>> start EXTRACTED INFORMATION
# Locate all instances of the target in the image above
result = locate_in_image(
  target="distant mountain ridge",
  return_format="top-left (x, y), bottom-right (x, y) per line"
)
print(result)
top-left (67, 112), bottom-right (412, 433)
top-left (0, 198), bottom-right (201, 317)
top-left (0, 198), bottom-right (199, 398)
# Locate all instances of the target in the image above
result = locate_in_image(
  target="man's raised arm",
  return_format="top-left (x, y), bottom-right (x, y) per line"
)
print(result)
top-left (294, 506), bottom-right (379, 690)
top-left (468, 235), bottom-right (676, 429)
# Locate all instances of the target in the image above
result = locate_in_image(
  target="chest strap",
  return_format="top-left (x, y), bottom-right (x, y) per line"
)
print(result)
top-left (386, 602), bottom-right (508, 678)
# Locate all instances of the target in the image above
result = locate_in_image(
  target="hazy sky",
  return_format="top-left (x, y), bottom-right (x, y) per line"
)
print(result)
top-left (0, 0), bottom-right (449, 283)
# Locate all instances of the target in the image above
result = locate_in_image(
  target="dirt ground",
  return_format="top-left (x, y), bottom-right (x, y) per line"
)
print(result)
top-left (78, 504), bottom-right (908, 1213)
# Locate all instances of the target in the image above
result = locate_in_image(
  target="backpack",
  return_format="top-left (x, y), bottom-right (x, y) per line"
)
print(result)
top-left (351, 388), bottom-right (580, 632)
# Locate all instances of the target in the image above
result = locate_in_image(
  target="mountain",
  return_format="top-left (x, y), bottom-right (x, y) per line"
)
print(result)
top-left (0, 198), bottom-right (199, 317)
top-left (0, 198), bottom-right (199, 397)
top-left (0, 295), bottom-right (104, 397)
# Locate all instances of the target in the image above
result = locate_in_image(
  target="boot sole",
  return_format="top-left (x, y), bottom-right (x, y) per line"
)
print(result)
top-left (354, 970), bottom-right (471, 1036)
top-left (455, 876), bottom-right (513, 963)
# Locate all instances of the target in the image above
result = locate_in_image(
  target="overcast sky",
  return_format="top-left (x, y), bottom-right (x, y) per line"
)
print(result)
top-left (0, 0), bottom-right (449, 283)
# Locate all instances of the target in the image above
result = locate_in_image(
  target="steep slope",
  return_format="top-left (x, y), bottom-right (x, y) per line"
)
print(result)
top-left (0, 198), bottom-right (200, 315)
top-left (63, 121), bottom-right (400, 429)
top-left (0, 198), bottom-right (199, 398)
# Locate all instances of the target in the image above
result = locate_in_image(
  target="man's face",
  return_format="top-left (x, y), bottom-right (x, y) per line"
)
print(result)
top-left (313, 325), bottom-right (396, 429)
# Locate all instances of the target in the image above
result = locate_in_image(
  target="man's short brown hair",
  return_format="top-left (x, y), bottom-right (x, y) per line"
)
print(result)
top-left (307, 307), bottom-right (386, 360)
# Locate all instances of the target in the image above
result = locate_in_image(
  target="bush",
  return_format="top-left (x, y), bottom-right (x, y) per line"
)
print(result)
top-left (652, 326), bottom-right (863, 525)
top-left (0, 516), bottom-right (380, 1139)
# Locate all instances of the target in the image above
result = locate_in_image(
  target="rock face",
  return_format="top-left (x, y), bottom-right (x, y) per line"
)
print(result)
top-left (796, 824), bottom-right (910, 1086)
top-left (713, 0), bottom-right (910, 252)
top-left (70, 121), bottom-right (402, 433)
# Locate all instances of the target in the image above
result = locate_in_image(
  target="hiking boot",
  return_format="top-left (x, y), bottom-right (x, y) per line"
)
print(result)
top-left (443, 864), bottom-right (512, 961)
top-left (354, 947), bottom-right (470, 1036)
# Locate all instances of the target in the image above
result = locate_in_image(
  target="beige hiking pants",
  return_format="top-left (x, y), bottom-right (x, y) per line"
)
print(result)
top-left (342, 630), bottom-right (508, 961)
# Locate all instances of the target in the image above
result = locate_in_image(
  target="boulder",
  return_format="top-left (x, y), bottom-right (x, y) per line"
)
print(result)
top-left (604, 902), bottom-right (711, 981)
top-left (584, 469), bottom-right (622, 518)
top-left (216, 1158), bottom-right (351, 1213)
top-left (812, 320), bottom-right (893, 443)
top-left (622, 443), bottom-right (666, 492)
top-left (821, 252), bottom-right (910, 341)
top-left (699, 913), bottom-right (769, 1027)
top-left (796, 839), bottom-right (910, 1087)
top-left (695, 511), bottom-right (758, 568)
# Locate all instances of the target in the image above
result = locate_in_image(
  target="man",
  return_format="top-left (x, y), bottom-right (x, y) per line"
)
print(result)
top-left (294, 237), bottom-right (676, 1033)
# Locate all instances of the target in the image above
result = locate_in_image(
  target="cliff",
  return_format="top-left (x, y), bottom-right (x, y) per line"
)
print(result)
>> end EXTRACTED INFORMATION
» YOUR TASK
Pick out every line in the listing above that contains the string "hiking", and copy each of those lines.

» ANSWER TO THE EXERCISE
  target="hiking boot",
  target="beige hiking pants",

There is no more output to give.